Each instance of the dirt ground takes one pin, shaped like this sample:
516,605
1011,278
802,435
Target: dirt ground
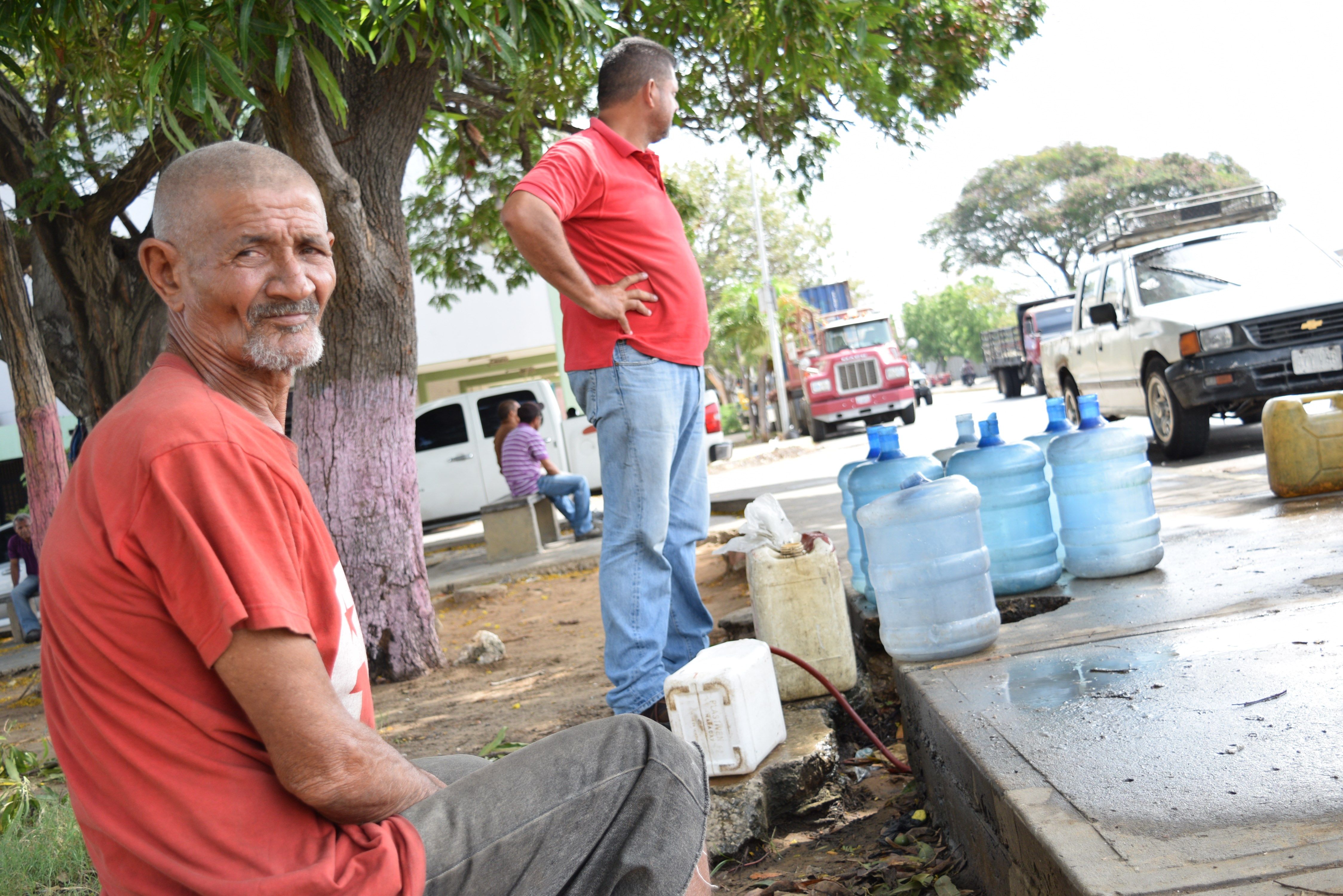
553,679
━━━━━━━━
Quote the listing above word for word, leaving out the picture.

Each instance of the dirt ground takes one pin, shaped like this sample:
516,605
1011,278
802,435
Target: dirt ground
553,679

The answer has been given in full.